▶ Job
Count the lines in the material below that contain the string "marker", matching case exactly. Reply with the number alone.

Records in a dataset
>> start
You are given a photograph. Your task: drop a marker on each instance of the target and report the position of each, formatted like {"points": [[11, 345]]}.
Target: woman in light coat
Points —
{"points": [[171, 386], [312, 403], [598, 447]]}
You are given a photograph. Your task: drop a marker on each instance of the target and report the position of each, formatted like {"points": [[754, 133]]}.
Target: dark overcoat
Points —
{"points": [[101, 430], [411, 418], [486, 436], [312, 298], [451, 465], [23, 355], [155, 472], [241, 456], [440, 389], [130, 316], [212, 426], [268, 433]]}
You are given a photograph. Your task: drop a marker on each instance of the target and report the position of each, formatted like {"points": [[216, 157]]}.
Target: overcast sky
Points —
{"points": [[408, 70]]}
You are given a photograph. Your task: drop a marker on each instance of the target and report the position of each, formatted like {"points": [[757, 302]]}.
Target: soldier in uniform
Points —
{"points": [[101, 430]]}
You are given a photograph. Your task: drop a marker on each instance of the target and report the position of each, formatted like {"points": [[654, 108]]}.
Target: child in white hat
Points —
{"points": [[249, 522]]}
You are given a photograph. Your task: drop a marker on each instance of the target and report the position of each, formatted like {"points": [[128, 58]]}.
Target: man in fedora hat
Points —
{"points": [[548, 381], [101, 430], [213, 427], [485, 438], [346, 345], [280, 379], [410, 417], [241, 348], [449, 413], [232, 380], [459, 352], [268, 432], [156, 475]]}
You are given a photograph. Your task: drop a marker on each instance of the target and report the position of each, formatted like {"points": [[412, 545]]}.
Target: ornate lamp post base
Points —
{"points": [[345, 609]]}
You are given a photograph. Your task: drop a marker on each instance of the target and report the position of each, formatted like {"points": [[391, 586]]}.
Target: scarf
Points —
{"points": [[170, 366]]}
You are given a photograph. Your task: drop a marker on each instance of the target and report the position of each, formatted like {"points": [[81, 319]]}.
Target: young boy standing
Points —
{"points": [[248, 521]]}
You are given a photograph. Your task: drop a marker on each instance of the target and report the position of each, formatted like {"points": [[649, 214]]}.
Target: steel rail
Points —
>> end
▶ Exercise solution
10